TASK DETAILS
List each line in the items below that contains the word "metal".

☆ ☆ ☆

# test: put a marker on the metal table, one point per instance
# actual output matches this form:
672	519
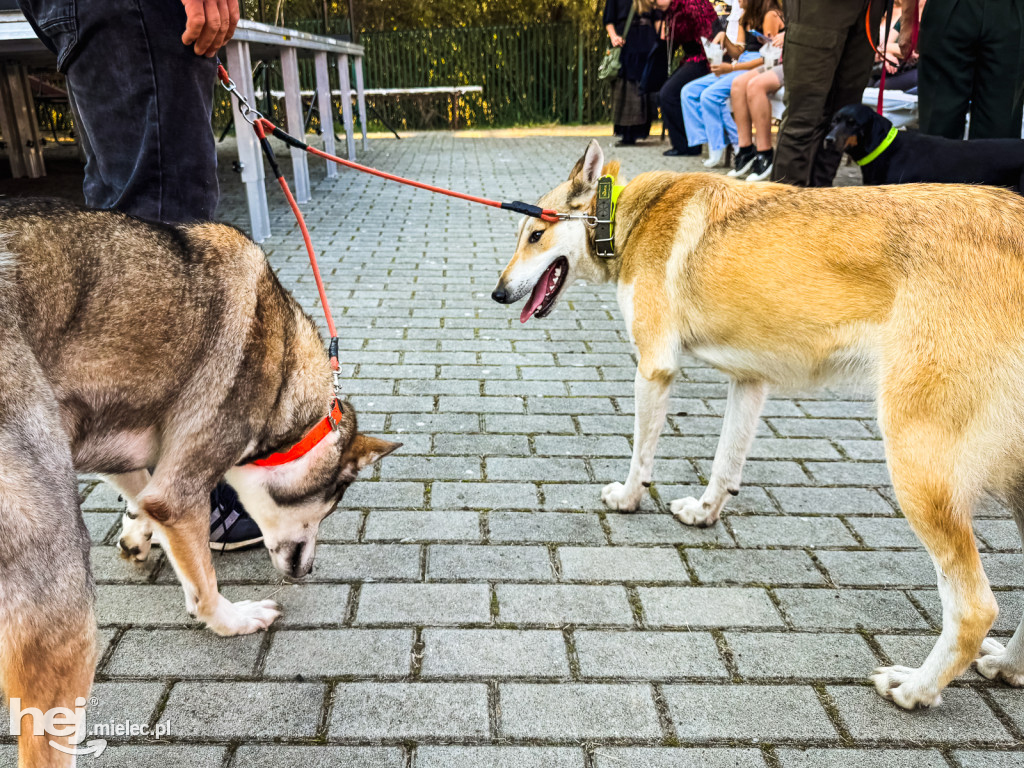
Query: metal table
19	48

☆ ☆ ☆

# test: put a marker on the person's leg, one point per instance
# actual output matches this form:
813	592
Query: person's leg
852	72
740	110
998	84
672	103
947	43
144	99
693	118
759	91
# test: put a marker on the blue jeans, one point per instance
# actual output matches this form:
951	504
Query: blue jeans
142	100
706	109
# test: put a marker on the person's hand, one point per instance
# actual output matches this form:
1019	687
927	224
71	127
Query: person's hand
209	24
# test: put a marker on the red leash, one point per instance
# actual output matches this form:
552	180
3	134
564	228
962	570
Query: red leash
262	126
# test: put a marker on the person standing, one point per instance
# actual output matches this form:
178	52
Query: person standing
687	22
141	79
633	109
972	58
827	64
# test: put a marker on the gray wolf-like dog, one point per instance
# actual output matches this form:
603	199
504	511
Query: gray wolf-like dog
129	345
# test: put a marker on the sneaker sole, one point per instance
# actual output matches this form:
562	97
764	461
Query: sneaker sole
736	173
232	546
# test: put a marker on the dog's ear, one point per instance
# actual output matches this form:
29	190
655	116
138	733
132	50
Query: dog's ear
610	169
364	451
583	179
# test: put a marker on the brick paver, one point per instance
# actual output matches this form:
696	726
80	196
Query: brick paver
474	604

☆ ☆ ☆

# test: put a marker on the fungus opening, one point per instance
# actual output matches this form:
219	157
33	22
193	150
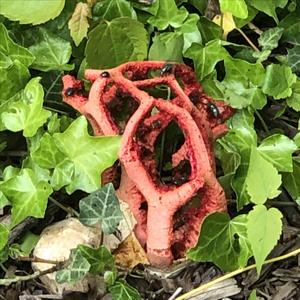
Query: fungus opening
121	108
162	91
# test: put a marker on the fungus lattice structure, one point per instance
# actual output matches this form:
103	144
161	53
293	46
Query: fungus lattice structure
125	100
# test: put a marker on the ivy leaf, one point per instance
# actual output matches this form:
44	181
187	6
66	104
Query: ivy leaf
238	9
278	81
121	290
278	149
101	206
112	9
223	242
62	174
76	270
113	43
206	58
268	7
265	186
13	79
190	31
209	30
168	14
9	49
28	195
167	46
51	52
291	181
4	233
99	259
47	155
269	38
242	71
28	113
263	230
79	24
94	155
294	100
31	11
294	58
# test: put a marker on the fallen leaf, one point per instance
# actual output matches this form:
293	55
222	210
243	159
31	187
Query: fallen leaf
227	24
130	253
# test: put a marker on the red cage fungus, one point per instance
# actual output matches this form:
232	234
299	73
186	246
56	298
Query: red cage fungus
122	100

☆ ☆ ☆

WORKED ANSWER
# test: put a marker on the metal table, one point per instance
Query: metal table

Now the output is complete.